What is needed: In the records below, locate the line containing "Target: gravel ground", then extract it and all following lines exactly, ending with the last line.

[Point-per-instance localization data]
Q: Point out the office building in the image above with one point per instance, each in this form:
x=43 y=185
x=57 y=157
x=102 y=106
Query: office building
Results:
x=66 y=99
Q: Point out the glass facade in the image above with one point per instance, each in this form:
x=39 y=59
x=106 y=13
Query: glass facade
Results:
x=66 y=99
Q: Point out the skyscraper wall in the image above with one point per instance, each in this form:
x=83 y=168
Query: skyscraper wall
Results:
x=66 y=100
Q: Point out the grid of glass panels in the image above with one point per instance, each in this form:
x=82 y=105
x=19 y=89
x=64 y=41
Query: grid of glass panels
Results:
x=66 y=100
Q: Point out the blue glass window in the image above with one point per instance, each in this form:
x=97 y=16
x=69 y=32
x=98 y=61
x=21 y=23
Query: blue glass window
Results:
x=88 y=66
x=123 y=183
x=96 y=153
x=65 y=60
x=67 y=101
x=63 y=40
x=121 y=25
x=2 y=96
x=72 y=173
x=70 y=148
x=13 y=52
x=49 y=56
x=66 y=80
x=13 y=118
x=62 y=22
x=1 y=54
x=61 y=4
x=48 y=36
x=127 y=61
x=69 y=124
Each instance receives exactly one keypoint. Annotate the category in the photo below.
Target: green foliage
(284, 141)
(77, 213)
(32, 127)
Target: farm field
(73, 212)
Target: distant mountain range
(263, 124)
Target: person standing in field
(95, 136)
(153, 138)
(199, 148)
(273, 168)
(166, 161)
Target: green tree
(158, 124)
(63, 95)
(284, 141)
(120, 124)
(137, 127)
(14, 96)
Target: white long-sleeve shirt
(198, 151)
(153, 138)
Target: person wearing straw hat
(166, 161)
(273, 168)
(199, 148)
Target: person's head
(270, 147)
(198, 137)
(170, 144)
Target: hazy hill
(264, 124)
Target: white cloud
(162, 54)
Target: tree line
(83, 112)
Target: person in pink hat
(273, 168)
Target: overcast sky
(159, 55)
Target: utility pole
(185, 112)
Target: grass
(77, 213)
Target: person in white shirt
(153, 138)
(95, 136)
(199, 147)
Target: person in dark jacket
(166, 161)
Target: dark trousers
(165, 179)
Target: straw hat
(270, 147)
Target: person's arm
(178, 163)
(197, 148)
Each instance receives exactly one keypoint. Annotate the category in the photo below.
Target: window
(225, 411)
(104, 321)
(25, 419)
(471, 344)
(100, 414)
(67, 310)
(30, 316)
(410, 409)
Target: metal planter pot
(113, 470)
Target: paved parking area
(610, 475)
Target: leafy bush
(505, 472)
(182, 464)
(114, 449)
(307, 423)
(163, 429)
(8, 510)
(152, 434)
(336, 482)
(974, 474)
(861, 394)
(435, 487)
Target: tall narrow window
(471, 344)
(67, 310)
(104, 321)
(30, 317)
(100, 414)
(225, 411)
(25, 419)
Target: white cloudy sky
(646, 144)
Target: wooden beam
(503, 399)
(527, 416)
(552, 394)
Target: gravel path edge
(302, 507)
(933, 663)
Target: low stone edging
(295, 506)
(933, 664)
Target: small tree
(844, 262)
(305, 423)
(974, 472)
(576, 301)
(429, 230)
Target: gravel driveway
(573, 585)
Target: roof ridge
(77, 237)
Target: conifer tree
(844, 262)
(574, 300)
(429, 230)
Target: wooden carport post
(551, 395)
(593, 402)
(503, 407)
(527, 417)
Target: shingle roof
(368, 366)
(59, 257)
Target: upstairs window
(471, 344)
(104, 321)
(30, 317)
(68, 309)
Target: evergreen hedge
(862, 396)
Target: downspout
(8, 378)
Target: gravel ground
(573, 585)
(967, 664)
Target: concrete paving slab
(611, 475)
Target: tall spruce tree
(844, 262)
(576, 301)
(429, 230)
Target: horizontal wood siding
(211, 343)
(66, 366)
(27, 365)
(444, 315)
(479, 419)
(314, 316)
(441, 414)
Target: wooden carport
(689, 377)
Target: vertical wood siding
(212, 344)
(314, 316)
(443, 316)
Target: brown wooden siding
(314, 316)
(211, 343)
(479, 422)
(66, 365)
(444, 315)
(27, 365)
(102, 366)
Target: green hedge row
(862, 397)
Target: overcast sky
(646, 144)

Written solution:
Target: gravel ground
(573, 585)
(967, 664)
Target: concrete paving slab
(611, 475)
Target: tall spruce tree
(844, 262)
(576, 301)
(429, 230)
Target: horizontal wood siding
(211, 343)
(66, 366)
(27, 365)
(444, 315)
(479, 419)
(314, 316)
(441, 414)
Target: wooden carport
(689, 377)
Target: vertical wood siding
(212, 344)
(314, 316)
(443, 316)
Target: brown wooden siding
(314, 316)
(211, 343)
(479, 422)
(66, 365)
(444, 315)
(27, 365)
(102, 366)
Target: green hedge row
(862, 397)
Target: overcast sky
(646, 144)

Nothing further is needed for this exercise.